◆ **TEXT SEGMENT**:
Animal care, mice breast fat pad implant procedure, blood and tissue collection.
10-week-old female Balb/C mice were purchased from The Jackson Laboratory and housed in Purdue’s AAALAC-accredited mouse facilities. All animal experimentation was performed under an Institutional Animal Care and Use Committee-approved protocol.
For each study, all mice are acclimated for one week before experimentation. They are then weighed and randomly divided into the three groups, with equal average starting weight. Mice were anesthetized and a 1 cm incision was made along the right pectoral group of nipples. A suitable fat pad was identified and injected with
Figure 3. Construction of STID.
4T1 cells, and the implants were placed at the same time near the fat pad. For the time lined test, the implants were placed 3 days later with re-incision by a 2nd anesthesia. The skin was closed with a 5 - 0 absorbable suture and reinforced with a surgical clip. The animals were then recovered from the surgery and observed for the next 21 days for tumor growth. The surgical clips were removed at 7 days post operation. The positive control groups received intravenous (IV) tail or intraperitoneal (IP) injection of doxorubicin every 2 to 3 days for 2 weeks for a total 320 µg, or otherwise indicated in the results section. The negative control group was given a placebo injection of phosphate buffered saline (PBS). Animals were observed daily for health per facility routine.
All the animals were weighed at beginning of the test and randomized to 3 groups so that all groups had about equal average weight at Day 0. Weight data then collected every 2 - 4 days for each animal, together with measurements of tumor size with a caliper.
Retro-orbital blood samples were collected by a heparin coated capillary tube at the indicated time, either post 2 or 24 hour of IP doxorubicin dosing for all animals. After centrifuge at 5000 rpm, about 25 microliter of plasma were collected and assayed for doxorubicin concentration. For Troponin test, terminal blood was collected by inferior vena cava, or rapid decapitation to avoid cardiac trauma.
At about 21 days post implant, mice were euthanized and heart, lung, spleen, and tumor were dissected out and examined. Individual metastasis lung nodules were counted. Heart, lung, and tumor samples were formalin fixed, and then paraffin embedded. Standard 5 µm section slide were made and stained with hematoxylin and eosin for microscopic examination.
2.5. Doxorubicin and Troponin Measurement
The implants containing doxorubicin were completely dissolved in 1 ml of acetyl nitrile. Then 3 ml of water is added. The precipitates containing the PLGA polymers were spin down at 10,000 rpm for 20 min. 100 micro liter of the clear supernatant were then loaded to an Agilent Technology 6130 Quadrupole LC-MS with a Phenomenex Kinetex2 50 × 4.6 mm column. Mobile phase is 75:25 methanol: 0.1% formic acid in water, gradient adjusted to detect doxorubicin MW around 543  . Internal control showed the extraction above 90%.
Retro orbital blood was collected from the specified time period with the heparin coated capillary tube. The blood was the spun for 5000 rpm for 5 min, the plasma collected were subjected for doxorubicin assay as described above.

◆ **EXERCISE INSTRUCTIONS**:
1. In the methods text, how long were the mice acclimated before experimentation?
2. Update the methods text between "Retro-orbital blood samples" and "avoid cardiac trauma.", inclusive, changing "heparin coated" to "EDTA coated".
3. Write what follows the last sentence of the methods text.

◆ **RECORDED DATA**:

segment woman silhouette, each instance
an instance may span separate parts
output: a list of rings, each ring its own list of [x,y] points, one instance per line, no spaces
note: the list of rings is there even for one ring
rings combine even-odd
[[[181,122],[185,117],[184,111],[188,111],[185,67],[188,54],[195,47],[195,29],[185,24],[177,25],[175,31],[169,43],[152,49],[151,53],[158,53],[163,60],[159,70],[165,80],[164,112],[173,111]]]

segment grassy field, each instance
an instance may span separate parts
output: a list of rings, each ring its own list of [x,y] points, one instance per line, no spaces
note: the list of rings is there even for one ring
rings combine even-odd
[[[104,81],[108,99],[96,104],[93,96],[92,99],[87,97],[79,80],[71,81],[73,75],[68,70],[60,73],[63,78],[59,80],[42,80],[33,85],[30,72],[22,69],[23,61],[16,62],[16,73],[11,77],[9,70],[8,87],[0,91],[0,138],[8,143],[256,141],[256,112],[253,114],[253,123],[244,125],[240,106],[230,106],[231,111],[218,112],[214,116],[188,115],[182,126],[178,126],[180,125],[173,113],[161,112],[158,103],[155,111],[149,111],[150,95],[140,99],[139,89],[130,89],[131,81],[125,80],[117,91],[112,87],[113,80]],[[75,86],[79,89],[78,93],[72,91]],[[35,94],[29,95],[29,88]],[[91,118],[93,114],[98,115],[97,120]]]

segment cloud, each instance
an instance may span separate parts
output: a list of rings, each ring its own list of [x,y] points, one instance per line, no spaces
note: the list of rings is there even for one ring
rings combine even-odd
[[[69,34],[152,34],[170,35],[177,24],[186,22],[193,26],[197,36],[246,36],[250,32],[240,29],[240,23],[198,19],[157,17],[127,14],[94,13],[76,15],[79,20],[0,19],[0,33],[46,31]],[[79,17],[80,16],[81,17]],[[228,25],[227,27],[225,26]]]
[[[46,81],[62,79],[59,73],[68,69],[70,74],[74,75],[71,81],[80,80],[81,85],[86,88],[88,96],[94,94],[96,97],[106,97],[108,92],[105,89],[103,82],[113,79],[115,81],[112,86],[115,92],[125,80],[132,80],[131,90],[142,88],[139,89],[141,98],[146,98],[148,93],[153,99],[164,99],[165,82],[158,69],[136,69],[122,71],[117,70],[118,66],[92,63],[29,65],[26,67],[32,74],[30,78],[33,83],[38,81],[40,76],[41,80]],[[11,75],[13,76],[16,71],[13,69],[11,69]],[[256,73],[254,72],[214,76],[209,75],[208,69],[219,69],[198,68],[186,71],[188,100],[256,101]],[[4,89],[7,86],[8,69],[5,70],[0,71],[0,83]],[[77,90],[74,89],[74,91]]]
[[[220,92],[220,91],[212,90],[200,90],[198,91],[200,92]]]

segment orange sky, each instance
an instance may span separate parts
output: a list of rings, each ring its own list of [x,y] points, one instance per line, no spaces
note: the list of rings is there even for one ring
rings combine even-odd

◆ **RESPONSE LIST**:
1. One week.

2.
Retro-orbital blood samples were collected by a EDTA coated capillary tube at the indicated time, either post 2 or 24 hour of IP doxorubicin dosing for all animals. After centrifuge at 5000 rpm, about 25 microliter of plasma were collected and assayed for doxorubicin concentration. For Troponin test, terminal blood was collected by inferior vena cava, or rapid decapitation to avoid cardiac trauma.

3.
For plasma doxorubicin measurement: 25 µl of retro orbital blood collected as above (diluted to 25 mcl total with standard serum if necessary, then later corrected for volume) were loaded to a AB Sciex API4000/5000/ 5500 mass spectroscopy with an auto-sampler from Shimadzu, Prominence. The column is Atlantis dC18 50 × 2.1 mm, 5 µm particle size, maintained at 35˚C. The mobile phase A (MPA): 0.1 formic acid in water. The mobile phase B (MPB): 0.1% formic acid in ACN: methanol (50:50), with flow rate of 0.7 mL/min, and 35% of MPB initially.
Tumor tissue doxorubicin extraction: tumor tissue was cut into small pieces and suspends in 10% wt/vol 2N HCl, and homogenized in a 2 ml Potter-S homogenizer. 200 µl of the homogenates was then add to 50 µl Triton X-100, and 870 µl of Isopropanol, extracted overnight in −20 degree  . The samples were then spun 13,700 rpm for 20 min at room temperature, the supernatant were assayed for doxorubicin concentration by fluorescence emission 590 nm with excitation 470 nm. A Spectro Max M5 96 well plate reader was used.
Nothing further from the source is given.